Turn the records below into a numbered list, leaving out any blank lines.

_ _ _ _

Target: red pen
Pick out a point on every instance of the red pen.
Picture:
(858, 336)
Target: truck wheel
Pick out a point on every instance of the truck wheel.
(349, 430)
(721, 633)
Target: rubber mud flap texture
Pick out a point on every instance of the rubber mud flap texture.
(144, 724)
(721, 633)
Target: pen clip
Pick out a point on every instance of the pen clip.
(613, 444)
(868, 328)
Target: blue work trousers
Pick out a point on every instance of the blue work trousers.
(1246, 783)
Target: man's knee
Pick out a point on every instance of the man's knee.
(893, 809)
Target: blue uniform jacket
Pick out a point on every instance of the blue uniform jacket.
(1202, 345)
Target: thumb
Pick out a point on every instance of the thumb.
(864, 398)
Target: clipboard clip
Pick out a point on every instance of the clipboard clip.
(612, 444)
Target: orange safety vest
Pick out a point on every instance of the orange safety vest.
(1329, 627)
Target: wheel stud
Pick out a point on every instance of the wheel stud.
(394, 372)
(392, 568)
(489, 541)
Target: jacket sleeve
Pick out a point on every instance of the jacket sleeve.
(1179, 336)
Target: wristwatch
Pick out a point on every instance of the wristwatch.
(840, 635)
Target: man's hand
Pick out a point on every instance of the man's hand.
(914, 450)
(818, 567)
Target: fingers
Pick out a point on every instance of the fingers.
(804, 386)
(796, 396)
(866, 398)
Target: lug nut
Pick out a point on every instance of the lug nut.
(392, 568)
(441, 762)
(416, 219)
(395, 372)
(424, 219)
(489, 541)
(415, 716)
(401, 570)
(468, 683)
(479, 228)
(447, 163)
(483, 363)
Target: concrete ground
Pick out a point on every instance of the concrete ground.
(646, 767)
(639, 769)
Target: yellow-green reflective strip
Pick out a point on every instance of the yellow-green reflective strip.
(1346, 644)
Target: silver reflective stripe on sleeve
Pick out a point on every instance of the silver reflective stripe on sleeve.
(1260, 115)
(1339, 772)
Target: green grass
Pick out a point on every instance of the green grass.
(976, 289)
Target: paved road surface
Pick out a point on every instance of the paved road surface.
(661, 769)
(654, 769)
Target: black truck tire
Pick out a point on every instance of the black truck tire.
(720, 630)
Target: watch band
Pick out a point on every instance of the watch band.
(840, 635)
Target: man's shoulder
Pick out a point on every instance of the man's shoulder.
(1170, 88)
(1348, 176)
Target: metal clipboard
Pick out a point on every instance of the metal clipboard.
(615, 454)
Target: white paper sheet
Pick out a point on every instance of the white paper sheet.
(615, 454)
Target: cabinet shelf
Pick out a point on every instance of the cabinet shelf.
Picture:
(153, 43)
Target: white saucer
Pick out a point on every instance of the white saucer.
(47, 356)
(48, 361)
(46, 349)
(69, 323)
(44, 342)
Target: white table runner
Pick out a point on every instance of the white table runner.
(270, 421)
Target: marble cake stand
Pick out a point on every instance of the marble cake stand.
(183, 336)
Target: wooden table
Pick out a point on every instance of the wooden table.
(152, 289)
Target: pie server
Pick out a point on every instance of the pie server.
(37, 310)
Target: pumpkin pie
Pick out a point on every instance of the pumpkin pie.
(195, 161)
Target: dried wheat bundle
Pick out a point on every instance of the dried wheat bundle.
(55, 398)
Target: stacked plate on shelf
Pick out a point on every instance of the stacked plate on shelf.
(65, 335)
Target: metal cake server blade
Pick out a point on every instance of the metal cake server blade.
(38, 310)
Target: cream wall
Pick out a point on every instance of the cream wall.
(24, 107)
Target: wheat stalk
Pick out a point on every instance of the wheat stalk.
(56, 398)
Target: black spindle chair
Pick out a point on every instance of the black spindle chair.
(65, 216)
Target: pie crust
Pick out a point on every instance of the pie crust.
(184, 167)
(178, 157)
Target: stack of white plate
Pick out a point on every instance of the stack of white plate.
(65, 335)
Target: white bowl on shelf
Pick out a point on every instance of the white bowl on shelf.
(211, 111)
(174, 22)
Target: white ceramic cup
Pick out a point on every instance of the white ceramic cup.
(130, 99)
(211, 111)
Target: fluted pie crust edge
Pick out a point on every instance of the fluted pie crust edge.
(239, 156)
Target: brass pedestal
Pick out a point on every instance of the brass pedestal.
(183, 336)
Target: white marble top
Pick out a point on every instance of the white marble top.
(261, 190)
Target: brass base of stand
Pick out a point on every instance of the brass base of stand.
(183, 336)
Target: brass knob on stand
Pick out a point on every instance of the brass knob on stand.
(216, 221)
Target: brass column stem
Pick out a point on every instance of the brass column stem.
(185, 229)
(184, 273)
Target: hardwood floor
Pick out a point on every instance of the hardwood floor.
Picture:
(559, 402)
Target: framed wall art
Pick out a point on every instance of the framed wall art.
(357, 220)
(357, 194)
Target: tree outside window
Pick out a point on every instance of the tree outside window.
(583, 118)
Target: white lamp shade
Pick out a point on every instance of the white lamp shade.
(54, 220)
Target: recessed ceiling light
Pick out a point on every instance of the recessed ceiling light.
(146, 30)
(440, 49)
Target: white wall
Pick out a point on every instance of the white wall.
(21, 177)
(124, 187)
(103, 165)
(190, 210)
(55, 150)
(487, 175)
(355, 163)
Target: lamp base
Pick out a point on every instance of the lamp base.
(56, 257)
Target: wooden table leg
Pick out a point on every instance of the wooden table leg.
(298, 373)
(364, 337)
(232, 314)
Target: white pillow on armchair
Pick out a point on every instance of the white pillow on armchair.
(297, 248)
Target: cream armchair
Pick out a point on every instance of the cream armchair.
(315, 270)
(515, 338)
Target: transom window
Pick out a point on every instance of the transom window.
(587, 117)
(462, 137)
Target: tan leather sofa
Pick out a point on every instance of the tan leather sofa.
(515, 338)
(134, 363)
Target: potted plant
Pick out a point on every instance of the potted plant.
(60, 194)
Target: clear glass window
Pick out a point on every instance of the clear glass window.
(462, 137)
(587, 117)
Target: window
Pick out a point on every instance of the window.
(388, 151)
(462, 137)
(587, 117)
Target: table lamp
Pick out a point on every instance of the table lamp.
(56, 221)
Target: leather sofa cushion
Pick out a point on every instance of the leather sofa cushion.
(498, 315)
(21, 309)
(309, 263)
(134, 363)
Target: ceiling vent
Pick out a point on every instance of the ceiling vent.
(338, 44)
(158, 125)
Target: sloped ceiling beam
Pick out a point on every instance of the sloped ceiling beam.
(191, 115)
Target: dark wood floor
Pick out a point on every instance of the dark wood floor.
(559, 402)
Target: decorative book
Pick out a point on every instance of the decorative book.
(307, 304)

_ _ _ _

** Correct response **
1. Target: red pen
2. Pick out a point on every instance of the red pen.
3. Picture:
4. (858, 336)
5. Target: truck wheel
6. Pick out a point on every instance of the truck wheel.
7. (349, 430)
8. (721, 633)
9. Target: rubber mud flap texture
10. Pick out a point on every instance of the rubber mud flap texture.
11. (144, 724)
12. (721, 633)
13. Target: pen clip
14. Pick out a point on every instance of the pen clip.
15. (613, 444)
16. (868, 328)
17. Target: blue work trousers
18. Pick out a point on every instance of the blue work trousers.
19. (1246, 783)
20. Target: man's knee
21. Pick out a point on every instance of the man's knee.
22. (893, 809)
23. Target: blue uniform jacket
24. Pick out a point on every instance of the blue uniform jacket.
25. (1202, 345)
26. Target: thumb
27. Pick out a point on every instance of the thumb.
28. (864, 398)
29. Target: clipboard clip
30. Pick out a point on every instance of the clipboard clip.
31. (612, 444)
32. Target: orange safety vest
33. Pick out a point on every instance of the orange safety vest.
34. (1329, 627)
35. Target: wheel stud
36. Pick out a point on every instance of the wheel stud.
37. (394, 372)
38. (392, 568)
39. (489, 541)
40. Target: jacket sleeve
41. Pick out a point on every instance of the jacket sleeve.
42. (1179, 336)
43. Target: wristwatch
44. Pick out a point on every instance of the wristwatch.
45. (840, 635)
46. Target: man's hand
47. Pick out a point on every instance of the man's hand.
48. (914, 450)
49. (818, 567)
50. Target: fingers
51. Pick out a point on every instance of the fingers.
52. (804, 386)
53. (796, 396)
54. (866, 398)
55. Target: lug nut
56. Pick out a point on every instance of the lug nut.
57. (392, 568)
58. (441, 762)
59. (416, 219)
60. (395, 372)
61. (424, 219)
62. (489, 541)
63. (415, 716)
64. (401, 570)
65. (468, 683)
66. (479, 228)
67. (447, 163)
68. (483, 363)
69. Target: concrete ground
70. Pick out a point on every instance of the concrete ground.
71. (646, 767)
72. (639, 769)
73. Target: yellow-green reflective strip
74. Pick out a point on every instance of the yellow-green reflective strip.
75. (1346, 644)
76. Target: silver reflective stripe on sleeve
77. Pick out a point on every instance of the silver reflective stripe on sleeve.
78. (1260, 115)
79. (1339, 772)
80. Target: green grass
81. Pick out a point on every instance of the green grass.
82. (976, 289)
83. Target: paved road surface
84. Pick out a point on every instance of the paved road surface.
85. (661, 769)
86. (654, 769)
87. Target: black truck tire
88. Pick out a point on every instance of the black truck tire.
89. (720, 630)
90. Target: watch band
91. Pick out a point on every instance of the watch band.
92. (840, 635)
93. Target: man's shoulder
94. Pick out a point on every instance of the man's shoulder.
95. (1170, 88)
96. (1348, 176)
97. Target: metal clipboard
98. Pick out a point on every instance of the metal clipboard.
99. (615, 454)
100. Target: white paper sheet
101. Pick out a point on every instance of the white paper sheet.
102. (615, 454)
103. Target: cabinet shelf
104. Pick out a point on every instance of the cabinet shelf.
105. Picture:
106. (153, 43)
107. Target: white saucer
108. Pick out a point on every instance of the white saucer.
109. (47, 356)
110. (48, 361)
111. (46, 349)
112. (69, 323)
113. (44, 342)
114. Target: white table runner
115. Pick out a point on every instance of the white table runner.
116. (270, 421)
117. Target: marble cake stand
118. Pick out a point on every instance of the marble cake stand.
119. (183, 336)
120. Target: wooden table
121. Pick out a point on every instance of the wooden table.
122. (152, 289)
123. Target: pie server
124. Pick out a point on every instance of the pie server.
125. (37, 310)
126. Target: pumpkin pie
127. Pick out a point on every instance of the pumpkin pie.
128. (195, 161)
129. Target: dried wheat bundle
130. Pick out a point on every instance of the dried wheat bundle.
131. (55, 398)
132. Target: stacked plate on shelf
133. Pick out a point on every instance of the stacked plate on shelf.
134. (65, 335)
135. Target: metal cake server blade
136. Pick out a point on every instance of the metal cake server blade.
137. (38, 310)
138. Target: cream wall
139. Pick out a point on every instance of the cream wall.
140. (24, 107)
141. Target: wheat stalk
142. Pick out a point on every instance of the wheat stalk.
143. (56, 398)
144. Target: black spindle chair
145. Pick out a point on every instance of the black spindle chair.
146. (65, 216)
147. Target: pie crust
148. Pick out a point on every instance of the pie crust.
149. (184, 167)
150. (178, 157)
151. Target: stack of white plate
152. Pick out a point on every instance of the stack of white plate.
153. (65, 335)
154. Target: white bowl on shelf
155. Pick out a point on every instance of the white bowl on shelf.
156. (211, 111)
157. (174, 22)
158. Target: white ceramic cup
159. Pick out a point on every instance of the white ceramic cup.
160. (130, 99)
161. (211, 111)
162. Target: fluted pie crust edge
163. Pick out a point on every instance of the fluted pie crust edge.
164. (239, 156)
165. Target: brass pedestal
166. Pick out a point on every instance of the brass pedestal.
167. (183, 336)
168. Target: white marble top
169. Pick out a point on every instance of the white marble top.
170. (261, 190)
171. Target: brass base of stand
172. Pick out a point on every instance of the brass base of stand.
173. (183, 336)
174. Target: brass knob on stand
175. Pick out a point on every instance of the brass knob on stand.
176. (216, 221)
177. Target: brass column stem
178. Pick out a point on every instance of the brass column stem.
179. (185, 229)
180. (184, 273)
181. Target: hardwood floor
182. Pick out a point on every instance of the hardwood floor.
183. Picture:
184. (559, 402)
185. Target: framed wall art
186. Pick out a point on every instance of the framed wall art.
187. (357, 220)
188. (357, 194)
189. Target: tree outside window
190. Pick out a point on every instance of the tree outside window.
191. (583, 118)
192. Target: white lamp shade
193. Pick out a point on every instance of the white lamp shade.
194. (54, 220)
195. Target: recessed ceiling light
196. Pick out a point on every instance of the recessed ceiling light.
197. (146, 30)
198. (440, 49)
199. Target: white wall
200. Pick out a point on every instance of the white wall.
201. (21, 177)
202. (124, 187)
203. (103, 165)
204. (190, 210)
205. (55, 150)
206. (487, 175)
207. (355, 163)
208. Target: lamp base
209. Pick out a point on every instance of the lamp base.
210. (56, 257)
211. Target: wooden table leg
212. Pick out a point on every instance of the wooden table leg.
213. (298, 373)
214. (364, 337)
215. (232, 314)
216. Target: white pillow on armchair
217. Pick out a point on every instance of the white pillow on armchair.
218. (297, 248)
219. Target: cream armchair
220. Pick out a point on every instance of the cream armchair.
221. (315, 270)
222. (515, 338)
223. Target: transom window
224. Pick out a point on every instance of the transom window.
225. (587, 117)
226. (462, 137)
227. Target: tan leather sofa
228. Pick out a point on every instance of the tan leather sofa.
229. (515, 338)
230. (134, 363)
231. Target: potted plant
232. Pick out a point on every instance of the potted plant.
233. (60, 194)
234. Target: clear glass window
235. Pick out a point on every instance of the clear glass window.
236. (462, 137)
237. (587, 117)
238. Target: window
239. Pick out a point on every instance of the window.
240. (388, 151)
241. (462, 137)
242. (587, 117)
243. Target: table lamp
244. Pick out a point on every instance of the table lamp.
245. (56, 221)
246. Target: leather sofa cushion
247. Pick out a point on every instance of the leather sofa cushion.
248. (498, 315)
249. (21, 309)
250. (309, 263)
251. (134, 363)
252. Target: ceiling vent
253. Pick out a point on every instance of the ceiling vent.
254. (338, 44)
255. (158, 125)
256. Target: sloped ceiling beam
257. Pick out a point on every instance of the sloped ceiling beam.
258. (191, 115)
259. Target: dark wood floor
260. Pick out a point on every instance of the dark wood floor.
261. (559, 402)
262. Target: decorative book
263. Pick out a point on every instance of the decorative book.
264. (307, 304)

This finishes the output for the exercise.